● **TASK MATERIAL**:
"""

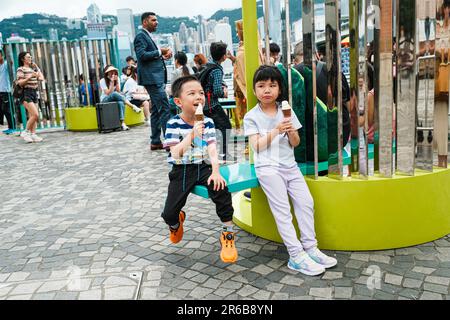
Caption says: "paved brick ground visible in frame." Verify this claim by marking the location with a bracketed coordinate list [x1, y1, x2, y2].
[1, 124, 450, 300]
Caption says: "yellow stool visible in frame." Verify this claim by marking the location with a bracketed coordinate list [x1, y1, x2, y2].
[233, 168, 450, 251]
[65, 106, 144, 131]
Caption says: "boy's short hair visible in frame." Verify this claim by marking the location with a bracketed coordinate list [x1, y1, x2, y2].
[171, 75, 201, 98]
[210, 41, 227, 61]
[126, 56, 135, 62]
[252, 65, 284, 101]
[270, 42, 281, 54]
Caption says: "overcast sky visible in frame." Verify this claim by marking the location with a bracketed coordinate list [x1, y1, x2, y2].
[0, 0, 242, 21]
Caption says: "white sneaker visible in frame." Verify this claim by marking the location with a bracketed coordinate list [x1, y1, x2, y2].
[306, 247, 338, 268]
[21, 131, 33, 143]
[31, 133, 43, 142]
[131, 104, 142, 113]
[287, 251, 325, 276]
[121, 123, 130, 131]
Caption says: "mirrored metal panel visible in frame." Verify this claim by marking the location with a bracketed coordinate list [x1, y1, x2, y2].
[263, 0, 271, 65]
[371, 0, 380, 173]
[325, 0, 344, 179]
[349, 0, 360, 174]
[435, 0, 449, 168]
[396, 0, 417, 176]
[357, 0, 369, 177]
[303, 0, 319, 179]
[377, 0, 394, 177]
[282, 0, 293, 107]
[416, 0, 436, 172]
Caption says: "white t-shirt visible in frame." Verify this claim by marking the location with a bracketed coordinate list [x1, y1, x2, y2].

"""

● **WHAT YOU WILL DO**: All lines from the one containing "stool visible in" down to the final line above are to be restated word for word; leave out the rest.

● **RESULT OF THE TASK**:
Caption says: "yellow stool visible in frame." Verify this claim by marking the location with a bracketed coordinate list [x1, y1, x2, y2].
[233, 168, 450, 251]
[65, 106, 144, 131]
Caption says: "boy's short hair visible in frame." Verify this claim by marking the location with a bracketed coordinate list [x1, y1, x2, y2].
[171, 75, 201, 98]
[210, 41, 227, 61]
[126, 56, 135, 62]
[252, 65, 284, 101]
[270, 42, 281, 54]
Caption says: "overcast sky visible in frame." Verify this claim by marking the location with a bracketed coordinate list [x1, y1, x2, y2].
[0, 0, 242, 21]
Caption says: "white sneaker visible in frame." Verify this claim by marking the location with a bracketed coordinate list [x1, y1, x2, y2].
[306, 247, 338, 268]
[21, 131, 33, 143]
[31, 133, 43, 142]
[131, 104, 142, 113]
[287, 251, 325, 276]
[121, 123, 130, 131]
Caption says: "mirrored metal panel visible in frame." Verify this claim by marking the location with a bracketed coordinate list [x1, y1, x2, y2].
[263, 0, 271, 65]
[371, 0, 380, 173]
[325, 0, 344, 179]
[349, 0, 360, 174]
[435, 0, 449, 168]
[396, 0, 417, 176]
[357, 0, 369, 177]
[303, 0, 319, 179]
[377, 0, 394, 177]
[282, 0, 293, 107]
[416, 0, 436, 172]
Caption says: "white t-shirt visible in frame." Verify this claim by marking the location with a bracketed coordinate list [x1, y1, x2, y2].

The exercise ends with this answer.